→ **提供データ**

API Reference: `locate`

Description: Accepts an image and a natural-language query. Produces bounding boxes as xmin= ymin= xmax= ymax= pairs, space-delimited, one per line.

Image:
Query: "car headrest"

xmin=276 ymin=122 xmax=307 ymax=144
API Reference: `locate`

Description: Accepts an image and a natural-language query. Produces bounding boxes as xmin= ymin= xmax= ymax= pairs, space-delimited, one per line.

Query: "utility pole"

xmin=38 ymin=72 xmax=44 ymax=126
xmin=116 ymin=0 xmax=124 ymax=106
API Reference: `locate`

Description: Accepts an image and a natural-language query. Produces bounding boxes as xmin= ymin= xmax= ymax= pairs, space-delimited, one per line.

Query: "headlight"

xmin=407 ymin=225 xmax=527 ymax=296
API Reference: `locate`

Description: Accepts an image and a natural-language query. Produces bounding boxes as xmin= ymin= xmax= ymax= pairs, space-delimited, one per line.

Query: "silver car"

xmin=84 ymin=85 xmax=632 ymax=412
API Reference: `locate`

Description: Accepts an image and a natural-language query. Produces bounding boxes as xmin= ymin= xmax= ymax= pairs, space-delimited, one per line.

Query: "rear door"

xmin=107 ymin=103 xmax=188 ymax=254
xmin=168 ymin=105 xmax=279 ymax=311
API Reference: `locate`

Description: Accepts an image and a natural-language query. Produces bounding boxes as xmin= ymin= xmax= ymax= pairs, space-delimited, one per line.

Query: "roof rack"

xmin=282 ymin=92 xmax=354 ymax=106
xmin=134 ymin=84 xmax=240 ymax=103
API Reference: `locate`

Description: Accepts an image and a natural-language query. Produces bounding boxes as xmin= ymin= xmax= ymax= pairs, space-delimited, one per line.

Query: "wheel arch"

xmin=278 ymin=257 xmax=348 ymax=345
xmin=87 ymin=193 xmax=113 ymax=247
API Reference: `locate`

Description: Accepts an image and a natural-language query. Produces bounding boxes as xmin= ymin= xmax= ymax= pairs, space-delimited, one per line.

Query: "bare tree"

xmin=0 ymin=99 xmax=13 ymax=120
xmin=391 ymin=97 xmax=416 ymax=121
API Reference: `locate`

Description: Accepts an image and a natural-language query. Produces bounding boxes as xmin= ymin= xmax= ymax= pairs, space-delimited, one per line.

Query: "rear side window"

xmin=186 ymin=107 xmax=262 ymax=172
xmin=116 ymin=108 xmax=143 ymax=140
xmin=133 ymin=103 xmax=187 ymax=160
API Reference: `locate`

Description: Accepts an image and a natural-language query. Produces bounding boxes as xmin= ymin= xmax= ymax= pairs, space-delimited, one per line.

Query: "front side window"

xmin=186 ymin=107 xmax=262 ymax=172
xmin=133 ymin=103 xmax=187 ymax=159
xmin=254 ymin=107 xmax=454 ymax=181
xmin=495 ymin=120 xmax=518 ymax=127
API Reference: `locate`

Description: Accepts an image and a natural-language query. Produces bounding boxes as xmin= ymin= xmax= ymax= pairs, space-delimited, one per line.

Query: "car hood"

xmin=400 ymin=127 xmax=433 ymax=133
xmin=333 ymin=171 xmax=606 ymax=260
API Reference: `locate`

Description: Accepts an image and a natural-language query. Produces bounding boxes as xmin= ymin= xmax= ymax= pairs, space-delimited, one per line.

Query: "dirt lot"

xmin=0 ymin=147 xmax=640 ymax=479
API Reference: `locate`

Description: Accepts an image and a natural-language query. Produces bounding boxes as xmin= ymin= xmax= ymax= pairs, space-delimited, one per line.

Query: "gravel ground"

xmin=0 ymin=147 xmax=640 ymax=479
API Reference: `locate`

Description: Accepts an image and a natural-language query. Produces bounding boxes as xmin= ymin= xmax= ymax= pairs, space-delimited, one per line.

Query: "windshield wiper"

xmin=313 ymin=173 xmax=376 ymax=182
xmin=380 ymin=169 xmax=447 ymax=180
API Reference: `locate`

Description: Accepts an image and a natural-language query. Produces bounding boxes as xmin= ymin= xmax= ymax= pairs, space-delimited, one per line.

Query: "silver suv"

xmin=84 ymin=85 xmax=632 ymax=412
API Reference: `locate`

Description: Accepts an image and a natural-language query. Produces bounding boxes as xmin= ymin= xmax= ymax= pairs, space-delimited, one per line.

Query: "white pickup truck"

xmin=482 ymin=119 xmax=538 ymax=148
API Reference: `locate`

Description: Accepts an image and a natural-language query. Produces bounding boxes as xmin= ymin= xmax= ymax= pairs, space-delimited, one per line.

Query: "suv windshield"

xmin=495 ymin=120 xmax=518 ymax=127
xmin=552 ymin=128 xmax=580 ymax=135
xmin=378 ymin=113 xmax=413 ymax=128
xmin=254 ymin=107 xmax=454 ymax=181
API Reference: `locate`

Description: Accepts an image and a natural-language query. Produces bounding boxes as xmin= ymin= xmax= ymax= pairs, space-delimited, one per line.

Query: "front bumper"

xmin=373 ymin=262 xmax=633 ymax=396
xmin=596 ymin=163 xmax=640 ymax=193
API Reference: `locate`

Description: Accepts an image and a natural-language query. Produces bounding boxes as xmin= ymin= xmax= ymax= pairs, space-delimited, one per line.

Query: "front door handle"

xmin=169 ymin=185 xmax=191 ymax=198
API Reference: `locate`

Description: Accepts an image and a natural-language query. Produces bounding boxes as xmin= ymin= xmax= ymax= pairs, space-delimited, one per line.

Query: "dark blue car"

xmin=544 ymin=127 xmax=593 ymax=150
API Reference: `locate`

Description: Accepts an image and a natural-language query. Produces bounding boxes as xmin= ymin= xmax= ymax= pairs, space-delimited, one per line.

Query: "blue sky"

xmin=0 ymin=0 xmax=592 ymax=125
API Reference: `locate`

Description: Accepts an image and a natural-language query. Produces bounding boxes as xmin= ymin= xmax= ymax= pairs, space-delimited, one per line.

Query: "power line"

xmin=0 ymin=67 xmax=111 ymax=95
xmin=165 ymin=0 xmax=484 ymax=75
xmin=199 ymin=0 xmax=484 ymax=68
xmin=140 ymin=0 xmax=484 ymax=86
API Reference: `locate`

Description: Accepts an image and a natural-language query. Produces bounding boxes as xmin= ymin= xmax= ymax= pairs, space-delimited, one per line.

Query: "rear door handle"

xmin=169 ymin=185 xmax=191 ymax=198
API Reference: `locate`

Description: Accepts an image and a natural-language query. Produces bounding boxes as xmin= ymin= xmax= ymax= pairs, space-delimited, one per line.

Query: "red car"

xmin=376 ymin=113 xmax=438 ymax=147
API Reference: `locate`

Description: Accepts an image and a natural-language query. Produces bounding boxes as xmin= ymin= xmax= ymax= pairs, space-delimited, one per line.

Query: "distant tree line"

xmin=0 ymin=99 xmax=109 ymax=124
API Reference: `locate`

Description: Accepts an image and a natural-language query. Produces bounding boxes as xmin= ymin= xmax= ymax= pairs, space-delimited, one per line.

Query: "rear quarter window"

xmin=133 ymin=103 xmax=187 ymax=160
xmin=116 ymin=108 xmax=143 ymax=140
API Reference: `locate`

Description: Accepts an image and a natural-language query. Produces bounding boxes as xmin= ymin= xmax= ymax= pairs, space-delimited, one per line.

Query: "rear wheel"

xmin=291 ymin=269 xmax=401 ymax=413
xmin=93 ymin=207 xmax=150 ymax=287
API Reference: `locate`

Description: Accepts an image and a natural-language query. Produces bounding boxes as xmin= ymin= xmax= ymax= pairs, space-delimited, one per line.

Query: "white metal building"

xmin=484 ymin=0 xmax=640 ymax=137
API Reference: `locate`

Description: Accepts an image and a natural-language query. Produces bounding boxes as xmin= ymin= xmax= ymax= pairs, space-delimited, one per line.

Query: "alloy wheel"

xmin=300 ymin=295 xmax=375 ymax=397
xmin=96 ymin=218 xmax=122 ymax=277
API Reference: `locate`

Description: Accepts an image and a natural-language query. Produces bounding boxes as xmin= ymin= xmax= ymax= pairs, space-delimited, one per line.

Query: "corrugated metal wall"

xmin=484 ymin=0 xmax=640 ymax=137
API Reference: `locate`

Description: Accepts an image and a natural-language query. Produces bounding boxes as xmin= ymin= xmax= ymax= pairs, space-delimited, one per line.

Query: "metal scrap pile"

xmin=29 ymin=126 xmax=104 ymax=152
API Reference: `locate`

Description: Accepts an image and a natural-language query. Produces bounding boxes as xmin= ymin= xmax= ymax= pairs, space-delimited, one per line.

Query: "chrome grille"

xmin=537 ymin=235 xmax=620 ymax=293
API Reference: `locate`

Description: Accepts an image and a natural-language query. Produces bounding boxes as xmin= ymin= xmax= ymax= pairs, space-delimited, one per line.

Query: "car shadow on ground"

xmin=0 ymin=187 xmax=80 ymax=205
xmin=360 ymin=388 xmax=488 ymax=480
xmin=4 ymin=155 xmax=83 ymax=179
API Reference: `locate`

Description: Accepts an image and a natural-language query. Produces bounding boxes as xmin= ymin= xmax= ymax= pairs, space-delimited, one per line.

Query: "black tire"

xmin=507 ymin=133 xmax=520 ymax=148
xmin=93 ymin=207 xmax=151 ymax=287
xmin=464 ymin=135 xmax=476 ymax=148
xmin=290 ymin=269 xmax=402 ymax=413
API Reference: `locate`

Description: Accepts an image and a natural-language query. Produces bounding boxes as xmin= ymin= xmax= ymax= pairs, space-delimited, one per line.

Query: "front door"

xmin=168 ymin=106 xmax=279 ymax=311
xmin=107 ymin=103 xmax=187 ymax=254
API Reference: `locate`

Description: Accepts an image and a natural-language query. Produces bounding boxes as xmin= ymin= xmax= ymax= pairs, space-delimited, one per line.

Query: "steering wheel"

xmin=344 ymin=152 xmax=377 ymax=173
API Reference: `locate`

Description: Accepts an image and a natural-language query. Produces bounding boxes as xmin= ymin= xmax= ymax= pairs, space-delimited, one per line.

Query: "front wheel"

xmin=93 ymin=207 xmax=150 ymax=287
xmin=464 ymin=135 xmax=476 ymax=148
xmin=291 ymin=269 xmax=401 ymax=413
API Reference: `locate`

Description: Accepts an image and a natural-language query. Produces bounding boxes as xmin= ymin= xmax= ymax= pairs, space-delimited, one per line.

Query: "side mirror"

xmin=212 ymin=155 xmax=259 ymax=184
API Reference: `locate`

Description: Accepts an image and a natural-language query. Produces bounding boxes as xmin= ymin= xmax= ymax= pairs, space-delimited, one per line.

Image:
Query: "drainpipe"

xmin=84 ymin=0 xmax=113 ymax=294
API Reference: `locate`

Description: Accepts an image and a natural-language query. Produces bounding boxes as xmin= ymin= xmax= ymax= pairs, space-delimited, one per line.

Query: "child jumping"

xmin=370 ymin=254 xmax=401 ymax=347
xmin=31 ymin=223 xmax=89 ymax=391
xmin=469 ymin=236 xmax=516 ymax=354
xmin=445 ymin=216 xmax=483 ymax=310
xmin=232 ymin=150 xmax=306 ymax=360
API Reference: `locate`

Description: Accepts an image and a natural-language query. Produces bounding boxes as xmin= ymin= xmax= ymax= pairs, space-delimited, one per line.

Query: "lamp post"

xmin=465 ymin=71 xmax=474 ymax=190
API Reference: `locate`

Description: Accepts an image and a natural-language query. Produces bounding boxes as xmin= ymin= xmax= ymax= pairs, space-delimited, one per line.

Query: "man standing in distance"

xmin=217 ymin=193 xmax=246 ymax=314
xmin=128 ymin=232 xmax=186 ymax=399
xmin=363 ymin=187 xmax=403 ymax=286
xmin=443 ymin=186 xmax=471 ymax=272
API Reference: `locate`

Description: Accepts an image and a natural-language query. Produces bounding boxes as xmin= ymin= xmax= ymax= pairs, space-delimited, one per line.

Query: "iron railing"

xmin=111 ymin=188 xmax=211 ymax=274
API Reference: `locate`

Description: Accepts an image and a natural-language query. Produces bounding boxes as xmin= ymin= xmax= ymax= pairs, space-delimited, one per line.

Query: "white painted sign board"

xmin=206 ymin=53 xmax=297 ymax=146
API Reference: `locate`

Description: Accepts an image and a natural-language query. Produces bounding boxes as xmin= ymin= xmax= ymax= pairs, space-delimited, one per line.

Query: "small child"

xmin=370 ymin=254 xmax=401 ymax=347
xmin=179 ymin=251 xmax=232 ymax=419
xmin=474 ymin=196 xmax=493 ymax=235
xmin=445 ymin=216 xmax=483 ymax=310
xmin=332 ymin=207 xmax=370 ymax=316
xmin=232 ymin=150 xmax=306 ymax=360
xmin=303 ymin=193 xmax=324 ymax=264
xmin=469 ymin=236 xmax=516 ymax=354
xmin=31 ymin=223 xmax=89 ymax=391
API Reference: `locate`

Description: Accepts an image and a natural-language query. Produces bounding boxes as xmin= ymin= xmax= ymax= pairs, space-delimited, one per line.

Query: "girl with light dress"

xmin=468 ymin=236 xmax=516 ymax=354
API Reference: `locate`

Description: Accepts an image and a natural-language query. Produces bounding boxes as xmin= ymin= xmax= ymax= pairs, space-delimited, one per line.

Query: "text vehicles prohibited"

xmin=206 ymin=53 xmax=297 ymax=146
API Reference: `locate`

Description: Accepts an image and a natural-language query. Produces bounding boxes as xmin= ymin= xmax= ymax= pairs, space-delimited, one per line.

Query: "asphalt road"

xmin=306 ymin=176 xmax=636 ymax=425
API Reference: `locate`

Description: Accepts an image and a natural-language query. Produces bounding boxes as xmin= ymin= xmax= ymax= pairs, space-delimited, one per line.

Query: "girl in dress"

→ **課題**
上のデータから、文字列「windshield」を含む行をすべて集めること。大文字と小文字は区別する。

→ **演習の解答**
Query: "windshield wiper"
Query: "suv windshield"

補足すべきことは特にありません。